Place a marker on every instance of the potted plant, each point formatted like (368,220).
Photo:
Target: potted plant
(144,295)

········

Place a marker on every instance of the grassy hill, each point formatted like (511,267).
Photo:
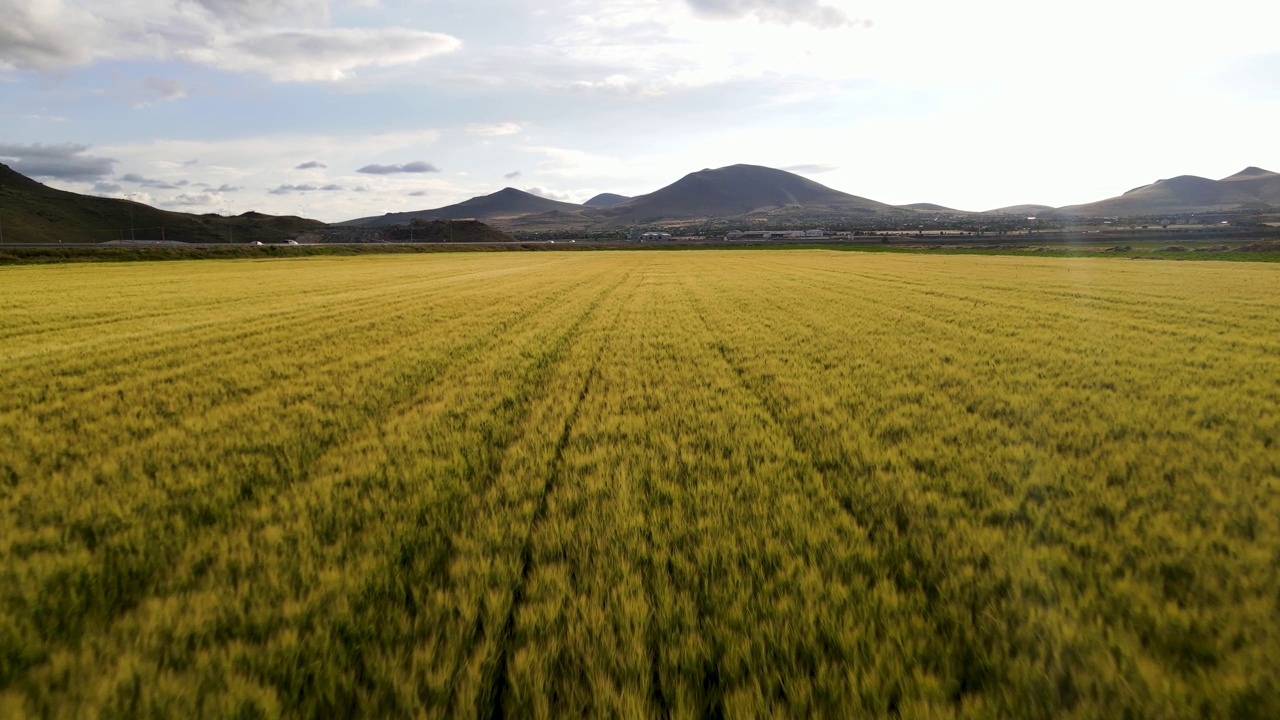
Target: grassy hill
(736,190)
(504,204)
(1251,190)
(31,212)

········

▸ DIRECTIONS FOR THIS TASK:
Using the data above, tally the lines that contain the string "marker" and state only the result.

▸ ANSWER SECTION:
2